L’opposant gabonais Jean Ping s’est exprimé, mardi 6 septembre, sur l’antenne de France 24. Joint par téléphone, le candidat à la présidentielle, qui conteste la victoire de son adversaire Ali Bongo Ondimba, a d’abord affirmé ne pas être « libre de [ses] mouvements ».

Il a ensuite nié être à l’origine de l’appel à la grève générale pourtant publié sur ses comptes Facebook et Twitter. « Je n’ai pas demandé une grève générale. Les documents qui circulent n’émanent pas de moi. […] Les syndicats de la société civile sont les seuls habilités à demander une grève générale. […] Et oui, je pense que ce sont des manipulations probablement qui sont faites par les uns ou par les autres. D’ailleurs le pouvoir est habitué à ce type de manipulations. »

Pour voir l’interview exclusive de Jean Ping sur vos mobiles et tablettes, cliquez ici.

Jean Ping a par ailleurs estimé que le bilan des violences électorales s’élève à « entre 50 et 100 morts ». « Vous voyez, a-t-il interpellé, le pouvoir tue tous les jours. L’ONU, la France, l’Union européenne, l’Union africaine, m’ont demandé de lancer un appel au calme. Je l’ai fait, et immédiatement, les difficultés que l’on observait ici et là, se sont arrêtées. […] On a fait le même appel du côté d’Ali, au pouvoir, et il a continué à tuer nuit et jour. » L’AFP donne pour l’heure un bilan de 7 morts, tandis que le ministère gabonais de l’Intérieur n’en compte que trois.

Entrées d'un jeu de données
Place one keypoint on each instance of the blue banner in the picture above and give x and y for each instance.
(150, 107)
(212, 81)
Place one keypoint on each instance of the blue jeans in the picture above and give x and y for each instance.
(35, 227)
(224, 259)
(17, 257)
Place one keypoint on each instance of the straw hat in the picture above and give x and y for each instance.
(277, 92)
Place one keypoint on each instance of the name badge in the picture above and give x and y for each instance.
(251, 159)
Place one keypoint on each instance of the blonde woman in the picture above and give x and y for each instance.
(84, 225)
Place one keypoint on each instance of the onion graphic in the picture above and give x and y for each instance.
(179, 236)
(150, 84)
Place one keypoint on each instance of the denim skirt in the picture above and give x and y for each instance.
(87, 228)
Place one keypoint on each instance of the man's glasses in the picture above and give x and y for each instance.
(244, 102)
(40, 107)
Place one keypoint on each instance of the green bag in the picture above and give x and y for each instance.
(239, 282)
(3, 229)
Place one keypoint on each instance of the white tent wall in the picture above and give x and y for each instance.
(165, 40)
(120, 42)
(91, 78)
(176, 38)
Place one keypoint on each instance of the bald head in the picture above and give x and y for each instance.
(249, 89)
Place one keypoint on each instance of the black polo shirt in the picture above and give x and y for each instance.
---
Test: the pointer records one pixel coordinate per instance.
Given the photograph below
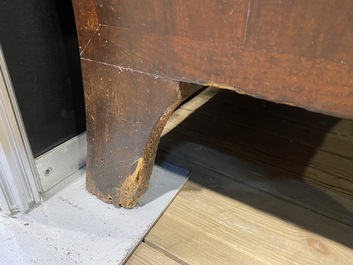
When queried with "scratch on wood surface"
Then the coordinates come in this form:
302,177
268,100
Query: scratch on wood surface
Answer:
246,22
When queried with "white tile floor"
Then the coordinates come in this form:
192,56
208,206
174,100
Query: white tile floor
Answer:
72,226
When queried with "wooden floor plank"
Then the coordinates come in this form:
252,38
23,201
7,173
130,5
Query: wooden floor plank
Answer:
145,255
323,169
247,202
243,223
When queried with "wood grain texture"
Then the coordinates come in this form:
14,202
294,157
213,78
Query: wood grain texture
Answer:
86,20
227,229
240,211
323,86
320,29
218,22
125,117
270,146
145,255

### Tâches à réaliser
**A.** Modifiez le passage de l'extrait sur Jean Ping qui va de « L’opposant gabonais Jean » jusqu'à « tablettes, cliquez ici. » inclus, en y remplaçant « manipulations » par « rumeurs ».
**B.** Répondez à ces questions d'après l'extrait sur Jean Ping :
(i) Sur quelle chaîne Jean Ping s'est-il exprimé ?
(ii) Selon lui, qui est seul habilité à demander une grève générale ?
(iii) Combien de morts le ministère gabonais de l'Intérieur compte-t-il ?
**C.** Ces affirmations concordent-elles avec l'extrait sur Jean Ping ? Répondez par oui ou par non et citez les mots de l'extrait qui tranchent.
(i) Jean Ping a été joint par téléphone.
(ii) Jean Ping reconnaît avoir appelé à la grève générale.
(iii) L'AFP donne un bilan de 50 morts.
Vous n'aurez pas besoin des enregistrements.

### Réponses
**A.**
L’opposant gabonais Jean Ping s’est exprimé, mardi 6 septembre, sur l’antenne de France 24. Joint par téléphone, le candidat à la présidentielle, qui conteste la victoire de son adversaire Ali Bongo Ondimba, a d’abord affirmé ne pas être « libre de [ses] mouvements ».

Il a ensuite nié être à l’origine de l’appel à la grève générale pourtant publié sur ses comptes Facebook et Twitter. « Je n’ai pas demandé une grève générale. Les documents qui circulent n’émanent pas de moi. […] Les syndicats de la société civile sont les seuls habilités à demander une grève générale. […] Et oui, je pense que ce sont des rumeurs probablement qui sont faites par les uns ou par les autres. D’ailleurs le pouvoir est habitué à ce type de rumeurs. »

Pour voir l’interview exclusive de Jean Ping sur vos mobiles et tablettes, cliquez ici.

**B.**
(i) Sur France 24.
(ii) Les syndicats de la société civile.
(iii) Trois.

**C.**
(i) Oui : « Joint par téléphone ».
(ii) Non : « Je n’ai pas demandé une grève générale. »
(iii) Non : « L’AFP donne pour l’heure un bilan de 7 morts ».